ABOUT THIS EXERCISE>
Every line of the entries below from the one containing "obj: soccer player in red jersey" to the one containing "obj: orange soccer cleat", both ends included, must be written out exactly. No other line belongs in the answer.

SOURCE MATERIAL>

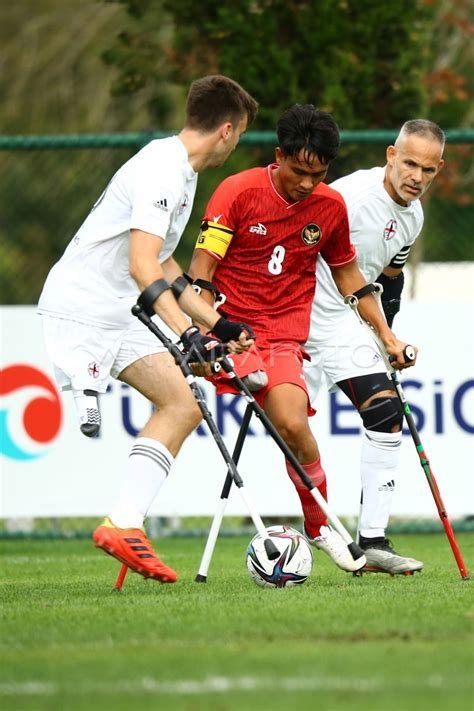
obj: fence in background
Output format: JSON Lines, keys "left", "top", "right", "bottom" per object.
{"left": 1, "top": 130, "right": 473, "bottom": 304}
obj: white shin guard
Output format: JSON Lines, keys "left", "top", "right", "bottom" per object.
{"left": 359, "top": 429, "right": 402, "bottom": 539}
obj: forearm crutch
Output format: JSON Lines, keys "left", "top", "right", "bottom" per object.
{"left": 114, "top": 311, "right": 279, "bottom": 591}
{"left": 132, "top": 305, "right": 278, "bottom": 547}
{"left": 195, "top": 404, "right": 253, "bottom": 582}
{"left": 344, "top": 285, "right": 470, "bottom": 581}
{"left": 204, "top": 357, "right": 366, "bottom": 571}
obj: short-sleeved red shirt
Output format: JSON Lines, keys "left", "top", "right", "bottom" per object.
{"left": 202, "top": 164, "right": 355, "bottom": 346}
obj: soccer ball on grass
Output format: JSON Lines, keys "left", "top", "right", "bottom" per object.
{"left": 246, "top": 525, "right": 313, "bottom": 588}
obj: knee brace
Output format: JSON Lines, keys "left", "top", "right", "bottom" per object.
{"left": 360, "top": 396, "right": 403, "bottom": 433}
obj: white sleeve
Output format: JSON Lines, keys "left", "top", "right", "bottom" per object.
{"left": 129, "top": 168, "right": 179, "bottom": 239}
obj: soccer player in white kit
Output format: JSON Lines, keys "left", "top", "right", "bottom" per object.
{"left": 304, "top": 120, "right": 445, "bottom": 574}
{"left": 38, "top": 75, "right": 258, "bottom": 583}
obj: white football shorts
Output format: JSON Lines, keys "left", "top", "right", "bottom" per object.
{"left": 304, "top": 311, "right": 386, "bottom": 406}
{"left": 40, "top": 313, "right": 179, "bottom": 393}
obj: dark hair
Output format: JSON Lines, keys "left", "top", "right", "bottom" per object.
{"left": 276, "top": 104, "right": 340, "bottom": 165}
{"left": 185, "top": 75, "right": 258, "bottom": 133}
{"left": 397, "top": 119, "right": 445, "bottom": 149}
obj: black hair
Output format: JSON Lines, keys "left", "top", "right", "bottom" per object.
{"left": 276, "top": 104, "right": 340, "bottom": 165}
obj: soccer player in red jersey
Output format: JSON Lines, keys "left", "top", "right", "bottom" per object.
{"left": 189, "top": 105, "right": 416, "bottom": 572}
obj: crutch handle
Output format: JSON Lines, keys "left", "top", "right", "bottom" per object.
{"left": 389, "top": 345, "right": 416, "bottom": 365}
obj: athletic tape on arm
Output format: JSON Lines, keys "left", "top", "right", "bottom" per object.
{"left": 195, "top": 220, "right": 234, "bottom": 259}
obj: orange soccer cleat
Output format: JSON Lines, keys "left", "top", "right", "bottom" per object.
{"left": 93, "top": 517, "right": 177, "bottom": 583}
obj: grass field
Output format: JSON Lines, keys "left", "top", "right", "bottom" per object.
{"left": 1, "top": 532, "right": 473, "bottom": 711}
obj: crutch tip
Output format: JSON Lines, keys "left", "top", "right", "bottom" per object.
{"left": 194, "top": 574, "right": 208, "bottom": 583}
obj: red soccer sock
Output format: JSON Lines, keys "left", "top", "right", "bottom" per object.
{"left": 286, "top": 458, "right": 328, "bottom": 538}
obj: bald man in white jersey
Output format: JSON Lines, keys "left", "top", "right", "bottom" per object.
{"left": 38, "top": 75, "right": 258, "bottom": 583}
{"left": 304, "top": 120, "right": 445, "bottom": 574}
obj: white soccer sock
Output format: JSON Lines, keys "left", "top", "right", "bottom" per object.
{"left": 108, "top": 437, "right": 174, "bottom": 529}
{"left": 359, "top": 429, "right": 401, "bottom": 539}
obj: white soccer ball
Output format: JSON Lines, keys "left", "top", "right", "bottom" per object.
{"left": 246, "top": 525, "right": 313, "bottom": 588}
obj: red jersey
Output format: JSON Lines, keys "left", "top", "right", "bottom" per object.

SOLVED PROBLEM>
obj: soccer player in red jersey
Output format: JSON Lines, keys "left", "top", "right", "bottom" per object.
{"left": 189, "top": 105, "right": 416, "bottom": 572}
obj: crutch handle
Output format: JSON Lines, keys "left", "top", "right", "bottom" per object.
{"left": 389, "top": 345, "right": 416, "bottom": 365}
obj: athletic tape on arm
Output format: JSON Lines, keys "left", "top", "right", "bottom" per object.
{"left": 195, "top": 220, "right": 234, "bottom": 259}
obj: orange soccer cleat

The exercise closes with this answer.